=== TASK REQUIREMENTS ===
Please tally the lines in the entries that follow which contain the word "below", and reply with that number alone.

=== DATA IN THIS EXERCISE ===

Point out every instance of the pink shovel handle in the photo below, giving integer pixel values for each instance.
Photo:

--

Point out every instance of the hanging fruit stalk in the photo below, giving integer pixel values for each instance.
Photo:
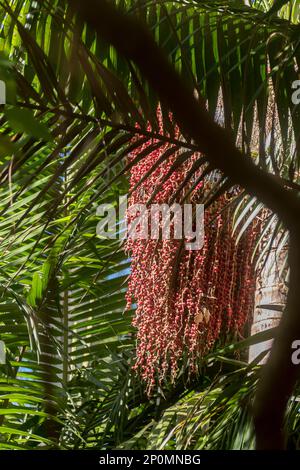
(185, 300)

...

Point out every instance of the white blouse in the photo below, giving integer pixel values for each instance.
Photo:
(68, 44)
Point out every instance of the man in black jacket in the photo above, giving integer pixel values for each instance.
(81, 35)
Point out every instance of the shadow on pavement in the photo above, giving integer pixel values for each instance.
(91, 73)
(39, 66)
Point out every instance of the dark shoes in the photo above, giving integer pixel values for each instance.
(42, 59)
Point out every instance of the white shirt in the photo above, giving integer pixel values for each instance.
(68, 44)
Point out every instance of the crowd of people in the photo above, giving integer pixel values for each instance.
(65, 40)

=== FINISHED EXERCISE ===
3